- Work to complete:
Would you reproduce the listing exactly, leaving nothing out?

- Records for processing:
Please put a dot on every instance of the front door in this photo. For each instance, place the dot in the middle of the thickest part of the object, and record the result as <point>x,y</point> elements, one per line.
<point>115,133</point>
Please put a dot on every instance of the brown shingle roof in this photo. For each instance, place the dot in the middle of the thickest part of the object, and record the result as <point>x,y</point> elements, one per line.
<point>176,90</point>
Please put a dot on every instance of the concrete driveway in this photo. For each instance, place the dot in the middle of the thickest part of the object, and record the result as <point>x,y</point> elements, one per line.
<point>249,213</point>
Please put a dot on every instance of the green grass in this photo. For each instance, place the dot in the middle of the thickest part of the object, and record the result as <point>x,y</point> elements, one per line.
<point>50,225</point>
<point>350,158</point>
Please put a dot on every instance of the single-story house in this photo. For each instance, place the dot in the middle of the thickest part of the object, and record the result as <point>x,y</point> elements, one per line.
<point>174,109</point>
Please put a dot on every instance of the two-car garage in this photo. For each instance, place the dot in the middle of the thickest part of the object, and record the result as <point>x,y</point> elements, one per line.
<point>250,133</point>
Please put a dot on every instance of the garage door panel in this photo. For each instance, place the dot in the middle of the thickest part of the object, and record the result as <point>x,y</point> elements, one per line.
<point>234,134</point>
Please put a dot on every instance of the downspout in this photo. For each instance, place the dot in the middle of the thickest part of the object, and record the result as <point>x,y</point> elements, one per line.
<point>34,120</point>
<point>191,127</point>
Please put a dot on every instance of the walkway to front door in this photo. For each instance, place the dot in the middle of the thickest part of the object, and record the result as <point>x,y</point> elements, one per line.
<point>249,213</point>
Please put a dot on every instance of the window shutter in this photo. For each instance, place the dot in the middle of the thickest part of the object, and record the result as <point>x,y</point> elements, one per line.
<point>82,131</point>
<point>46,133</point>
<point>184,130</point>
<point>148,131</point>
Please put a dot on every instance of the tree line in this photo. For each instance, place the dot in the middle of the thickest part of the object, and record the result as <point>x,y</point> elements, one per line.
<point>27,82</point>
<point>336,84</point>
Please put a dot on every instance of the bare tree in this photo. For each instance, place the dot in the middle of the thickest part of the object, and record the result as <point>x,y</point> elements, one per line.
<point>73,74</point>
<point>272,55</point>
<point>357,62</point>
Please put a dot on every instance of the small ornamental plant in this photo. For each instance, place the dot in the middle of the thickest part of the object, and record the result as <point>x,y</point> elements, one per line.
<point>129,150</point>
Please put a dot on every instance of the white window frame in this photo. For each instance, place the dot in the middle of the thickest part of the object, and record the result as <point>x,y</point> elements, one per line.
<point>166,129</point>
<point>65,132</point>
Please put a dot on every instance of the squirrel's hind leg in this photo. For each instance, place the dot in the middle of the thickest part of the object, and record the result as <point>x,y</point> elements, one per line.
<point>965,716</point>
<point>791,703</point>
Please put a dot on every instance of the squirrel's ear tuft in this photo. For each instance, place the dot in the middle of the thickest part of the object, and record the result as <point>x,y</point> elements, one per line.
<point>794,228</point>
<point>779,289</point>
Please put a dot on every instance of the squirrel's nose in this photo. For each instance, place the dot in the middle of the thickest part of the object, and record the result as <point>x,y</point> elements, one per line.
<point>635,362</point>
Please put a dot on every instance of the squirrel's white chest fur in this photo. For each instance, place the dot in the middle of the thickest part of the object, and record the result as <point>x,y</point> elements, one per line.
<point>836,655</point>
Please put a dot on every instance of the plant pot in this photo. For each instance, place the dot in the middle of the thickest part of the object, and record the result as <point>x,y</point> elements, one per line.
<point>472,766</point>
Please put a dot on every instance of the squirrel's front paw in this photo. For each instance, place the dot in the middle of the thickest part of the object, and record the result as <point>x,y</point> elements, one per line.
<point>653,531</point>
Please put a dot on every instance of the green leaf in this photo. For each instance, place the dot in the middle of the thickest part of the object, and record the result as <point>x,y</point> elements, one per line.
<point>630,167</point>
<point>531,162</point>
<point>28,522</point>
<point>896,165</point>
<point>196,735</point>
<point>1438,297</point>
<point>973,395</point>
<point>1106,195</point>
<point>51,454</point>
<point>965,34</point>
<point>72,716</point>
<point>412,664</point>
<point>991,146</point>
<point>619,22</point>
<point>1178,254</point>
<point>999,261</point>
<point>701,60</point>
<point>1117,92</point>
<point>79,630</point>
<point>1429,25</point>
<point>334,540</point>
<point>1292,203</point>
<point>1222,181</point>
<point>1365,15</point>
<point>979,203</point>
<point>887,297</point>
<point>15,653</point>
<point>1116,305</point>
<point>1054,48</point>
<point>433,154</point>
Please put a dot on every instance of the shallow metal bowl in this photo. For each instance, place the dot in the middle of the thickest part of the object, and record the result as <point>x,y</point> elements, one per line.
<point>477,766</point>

- Result:
Please put a dot on every instance of the front door in this photo. For each instance, place the dot in the middle of the thickest part of the object, and record the result as <point>x,y</point> elements, one per line.
<point>115,133</point>
Please put a dot on every instance of the brown shingle roof in this photo. For each instance, place the dot in the middle of the thickest part of the object, and record the result as <point>x,y</point> elements, one per line.
<point>176,90</point>
Please put a dot on every instance of the concrete driveway in this photo. For each instance, place the dot in the middle of the thickest part of the object, and record the result as <point>x,y</point> elements, one per line.
<point>249,213</point>
Please put a dot on every instance of the green grass in this photo. For each instance, place the dot in the middle of the thickest part of the object, and record the result as <point>x,y</point> elements, one per line.
<point>50,225</point>
<point>350,158</point>
Please put a dot on every instance of the single-story house in this photo. For each instance, place the dot in the middle of the thickest part of the object, and record the result as <point>x,y</point> elements, one per line.
<point>174,109</point>
Please put a dot on every instance of the two-car garage in this photo. For each instance, place the dot in the middle of the thickest part of the object, and record the result as <point>x,y</point> elements, one per line.
<point>250,133</point>
Please put a dot on every instance of the garage door panel in this photo. For each instance, place the dot in the middle of the thickest part of the object, and record the result as <point>x,y</point> elements, one per line.
<point>234,134</point>
Please put a dot on every instance of the downspout in this photo. For each instance, place the dot in the middle of the thickest part of the object, and record the result as <point>x,y</point> elements, one per line.
<point>34,120</point>
<point>191,127</point>
Please put a dot on every instance of the walkway to front door in this photo. For each instance, place the dot in the middle of the thickest part of the object, and record the result as <point>x,y</point> elements, one per line.
<point>249,213</point>
Please put a dot on every instance of the window shutter in this photo. For each instance, place the dot in the middle of the thickest part of the object, and record the result as <point>x,y</point> elements, one per line.
<point>82,131</point>
<point>46,133</point>
<point>184,130</point>
<point>148,131</point>
Please put a dot on every instance of the tree line in this photo. For each instance, place the dot in the middle of the thickest part of the object, and record the result as <point>x,y</point> elements, one per line.
<point>27,82</point>
<point>336,84</point>
Please put a dot on every instance of the bare tree in this photo. For each instance, place the dot in the middle of the thickest part of the object, and record the result as <point>x,y</point> elements, one per line.
<point>73,74</point>
<point>272,55</point>
<point>357,62</point>
Please put a dot on every instance of the small ornamental plant in this photo. For each instance, place the dot in the middle of the thickest part of the object, and record the result as <point>x,y</point> elements, one per line.
<point>129,150</point>
Please put a dot on every instance of the white window frame in this photo. For each instance, place the dot in the middle of the thickest part of the object, and record the result as <point>x,y</point> elements, one per line.
<point>166,129</point>
<point>65,132</point>
Please put a dot on every instance of the squirrel's hind leg in this photo. For each instance, place the dot in the middle of the thickest part of the object, and record the result as <point>x,y</point> elements, one per line.
<point>965,716</point>
<point>791,703</point>
Please put a dot on every instance of the squirrel's ear tuft in this photo. For each instance, place the dot in the middle of the thickest part of the object, and record the result as <point>x,y</point> elements, one per line.
<point>794,228</point>
<point>779,289</point>
Please put a dot on every instance of the squirrel's nose in this photo. For each instance, place the dot in the middle of the thickest part of the object, and record the result as <point>x,y</point> elements, one per line.
<point>635,362</point>
Please put a dot on every instance of the squirrel's white chest fur in this photo. For each instance, place the dot in the middle of the thickest part of the object, and record the result as <point>x,y</point> elements, one per line.
<point>836,655</point>
Please put a dot on every instance of the plant pot in this photo. For each instance, place the dot in the middle of the thickest part of the object, and record the result as <point>x,y</point> elements, one per line.
<point>472,766</point>
Please put a dot on every instance of the squirrel's front paw in this photo. For each instance, place the dot in the middle of the thickest part of the object, and record the result as <point>x,y</point> elements, one per line.
<point>653,531</point>
Please put a dot on every instance of the green leaf in this photo. For each instance, place the dot in the middle of the thickest part of the object, and record the result as <point>x,y</point> elements, one per line.
<point>630,167</point>
<point>531,162</point>
<point>28,522</point>
<point>896,165</point>
<point>196,735</point>
<point>1438,297</point>
<point>973,395</point>
<point>1106,195</point>
<point>51,454</point>
<point>965,34</point>
<point>72,716</point>
<point>412,664</point>
<point>991,146</point>
<point>619,22</point>
<point>1178,254</point>
<point>999,261</point>
<point>701,60</point>
<point>1117,92</point>
<point>79,630</point>
<point>1429,25</point>
<point>334,540</point>
<point>1292,203</point>
<point>1222,181</point>
<point>1365,15</point>
<point>979,203</point>
<point>887,297</point>
<point>15,653</point>
<point>1116,305</point>
<point>1054,48</point>
<point>433,154</point>
Please put a dot on every instance of the shallow metal bowl in this photo. For each instance, place the dot in the middle of the thickest part of the object, and record the result as <point>x,y</point> elements, one per line.
<point>477,766</point>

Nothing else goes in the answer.